- **Exercise details**:
Print out every record exactly as it appears.

-- start Provided data --

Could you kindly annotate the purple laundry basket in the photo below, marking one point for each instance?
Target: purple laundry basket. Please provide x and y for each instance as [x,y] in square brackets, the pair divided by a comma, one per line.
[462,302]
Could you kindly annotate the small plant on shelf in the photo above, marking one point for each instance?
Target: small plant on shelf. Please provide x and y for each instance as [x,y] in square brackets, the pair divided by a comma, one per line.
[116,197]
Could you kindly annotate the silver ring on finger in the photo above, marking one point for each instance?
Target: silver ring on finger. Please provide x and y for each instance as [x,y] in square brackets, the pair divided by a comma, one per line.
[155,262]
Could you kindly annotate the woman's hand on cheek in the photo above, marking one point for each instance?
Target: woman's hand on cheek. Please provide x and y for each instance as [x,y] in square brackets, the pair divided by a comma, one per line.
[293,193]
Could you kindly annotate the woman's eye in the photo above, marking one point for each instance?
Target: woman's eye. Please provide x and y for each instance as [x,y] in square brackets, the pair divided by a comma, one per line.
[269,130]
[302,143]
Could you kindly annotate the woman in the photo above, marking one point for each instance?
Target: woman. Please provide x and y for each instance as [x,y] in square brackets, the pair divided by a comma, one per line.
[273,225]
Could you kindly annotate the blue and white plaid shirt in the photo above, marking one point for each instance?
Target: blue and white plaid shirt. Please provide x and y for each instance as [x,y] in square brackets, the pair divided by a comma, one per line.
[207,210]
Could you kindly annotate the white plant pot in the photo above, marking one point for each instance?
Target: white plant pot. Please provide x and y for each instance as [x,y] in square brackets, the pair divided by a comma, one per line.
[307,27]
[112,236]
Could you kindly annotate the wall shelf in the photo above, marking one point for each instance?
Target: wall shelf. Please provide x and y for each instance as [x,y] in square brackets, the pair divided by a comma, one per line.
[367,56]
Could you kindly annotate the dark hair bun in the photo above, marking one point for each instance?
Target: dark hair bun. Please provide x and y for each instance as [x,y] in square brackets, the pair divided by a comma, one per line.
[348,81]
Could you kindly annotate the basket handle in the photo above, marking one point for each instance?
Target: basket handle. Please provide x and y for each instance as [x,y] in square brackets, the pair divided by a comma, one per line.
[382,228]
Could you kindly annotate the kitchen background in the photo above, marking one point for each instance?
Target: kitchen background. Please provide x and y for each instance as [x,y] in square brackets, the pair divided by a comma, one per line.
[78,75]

-- end Provided data --

- **Solution**:
Could you kindly annotate the purple laundry basket in the photo below, marking one point for each instance?
Target: purple laundry basket. Please provide x and y for each instance as [x,y] in square brackets, the pair divided by a comma, one per line.
[462,302]
Could you kindly annotate the small plant on shelf in the photo above, marking one point for each instance?
Target: small plant on shelf. Please provide x and y for each instance as [x,y] in square brackets, the pair divided by a comma, one per line.
[116,197]
Could you kindly annotate the silver ring on finger in the photo above, marking one point for each instance?
Target: silver ring on finger. Please provide x and y for each instance as [x,y] in square brackets, the pair divided by a comma, one per line.
[155,262]
Could you kindly annotate the woman's hand on cheek in the photo above, marking one point for each instance?
Target: woman's hand on cheek. Please provide x and y for each instance as [x,y] in square brackets, the pair divided by a comma, one per line.
[293,193]
Could you kindly annotate the woman's eye in the photo above, marking one point for each instance?
Target: woman's eye. Please provide x and y for each instance as [x,y] in square brackets, the pair divided by a comma, one per line.
[269,130]
[302,143]
Could you kindly annotate the woman in the photo above, marking one point for each instance?
Target: woman. Please provide x and y for each instance as [x,y] in square brackets, the pair divided by a comma, one per line.
[273,225]
Could you kindly annotate the blue and white plaid shirt in the photo above, marking one point for each instance?
Target: blue and white plaid shirt. Please provide x and y for each instance as [x,y] in square brackets, the pair divided by a comma, one per line.
[207,210]
Could you kindly annotate the white plant pot in the photo above, marking one point for each instance?
Target: white plant pot. Please provide x and y for each instance as [x,y] in square brackets, the pair divided by a comma, one per line.
[307,27]
[112,236]
Could you kindly annotate the wall shelf in the photo above, marking one point for each instance?
Target: wall shelf. Please provide x and y for each instance as [x,y] in square brackets, the pair divided by a comma, one per line.
[367,56]
Could you kindly annotate the dark hair bun in the photo above, marking one point for each instance?
Target: dark hair bun. Please provide x and y for each instance as [x,y] in square brackets, the pair divided by a comma, one per line.
[348,81]
Could you kindly annotate the basket handle in the photo above, marking one point for each instance?
Target: basket handle. Please provide x and y for each instance as [x,y] in square brackets, the pair divided by a comma, one per line.
[382,228]
Could you kindly annotate the kitchen background in the photo above, marking one point for each instance?
Target: kitchen background. Please provide x and y for each instance as [x,y] in square brackets, the pair divided by a comma, one per line.
[78,75]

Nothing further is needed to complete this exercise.